**Given request:**
Can you return the entire blog excerpt about Richard Epstein's essay on the exclusion order veto word for word?

**Document excerpt:**
= = = = =
Archives For Richard Epstein

Over at the blog for the Center for the Protection of Intellectual Property, Richard Epstein has posted a lengthy essay that critiques the Obama Administration’s decision this past August 3 to veto the exclusion order issued by the International Trade Commission (ITC) in the Samsung v. Apple dispute filed there (ITC Investigation No. 794).  In his essay, The Dangerous Adventurism of the United States Trade Representative: Lifting the Ban against Apple Products Unnecessarily Opens a Can of Worms in Patent Law, Epstein rightly identifies how the 3-page letter issued to the ITC creates tremendous institutional and legal troubles in the name an unverified theory about “patent holdup” invoked in the name of an equally overgeneralized and vague belief in the “public interest.”
= = = = =
**Information supplied:**
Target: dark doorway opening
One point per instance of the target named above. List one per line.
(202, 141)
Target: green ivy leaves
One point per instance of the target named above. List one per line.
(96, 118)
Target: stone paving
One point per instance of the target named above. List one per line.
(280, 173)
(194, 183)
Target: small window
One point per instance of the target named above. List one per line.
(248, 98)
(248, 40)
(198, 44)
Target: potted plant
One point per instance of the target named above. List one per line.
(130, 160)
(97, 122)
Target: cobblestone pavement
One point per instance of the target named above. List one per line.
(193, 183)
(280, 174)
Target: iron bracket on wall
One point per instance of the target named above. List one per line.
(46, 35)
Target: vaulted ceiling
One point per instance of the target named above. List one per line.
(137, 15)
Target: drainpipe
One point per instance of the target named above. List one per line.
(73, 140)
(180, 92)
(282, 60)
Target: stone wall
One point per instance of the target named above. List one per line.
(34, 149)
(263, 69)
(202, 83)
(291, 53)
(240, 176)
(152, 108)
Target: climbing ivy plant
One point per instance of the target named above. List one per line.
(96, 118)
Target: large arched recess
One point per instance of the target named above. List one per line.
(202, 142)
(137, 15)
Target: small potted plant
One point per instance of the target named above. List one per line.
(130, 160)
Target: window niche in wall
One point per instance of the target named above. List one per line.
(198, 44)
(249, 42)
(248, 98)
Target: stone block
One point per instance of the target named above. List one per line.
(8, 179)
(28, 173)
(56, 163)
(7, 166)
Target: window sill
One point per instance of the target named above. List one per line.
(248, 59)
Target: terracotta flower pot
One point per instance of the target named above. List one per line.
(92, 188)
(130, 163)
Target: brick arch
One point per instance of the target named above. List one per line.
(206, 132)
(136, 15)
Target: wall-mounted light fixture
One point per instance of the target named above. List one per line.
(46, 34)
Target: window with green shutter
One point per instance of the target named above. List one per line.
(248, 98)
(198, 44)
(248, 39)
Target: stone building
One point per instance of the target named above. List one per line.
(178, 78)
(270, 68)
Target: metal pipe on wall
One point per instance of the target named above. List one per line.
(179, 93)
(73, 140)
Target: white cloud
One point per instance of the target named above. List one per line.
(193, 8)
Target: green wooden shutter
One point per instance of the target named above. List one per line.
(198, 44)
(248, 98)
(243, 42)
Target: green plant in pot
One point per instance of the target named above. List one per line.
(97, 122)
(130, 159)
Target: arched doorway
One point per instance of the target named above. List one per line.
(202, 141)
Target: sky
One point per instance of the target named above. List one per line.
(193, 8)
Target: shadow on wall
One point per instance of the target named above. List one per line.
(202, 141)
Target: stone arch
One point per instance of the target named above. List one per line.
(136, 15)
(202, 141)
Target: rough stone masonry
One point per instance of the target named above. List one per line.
= = = = =
**Response to the task:**
Archives For Richard Epstein

Over at the blog for the Center for the Protection of Intellectual Property, Richard Epstein has posted a lengthy essay that critiques the Obama Administration’s decision this past August 3 to veto the exclusion order issued by the International Trade Commission (ITC) in the Samsung v. Apple dispute filed there (ITC Investigation No. 794).  In his essay, The Dangerous Adventurism of the United States Trade Representative: Lifting the Ban against Apple Products Unnecessarily Opens a Can of Worms in Patent Law, Epstein rightly identifies how the 3-page letter issued to the ITC creates tremendous institutional and legal troubles in the name an unverified theory about “patent holdup” invoked in the name of an equally overgeneralized and vague belief in the “public interest.”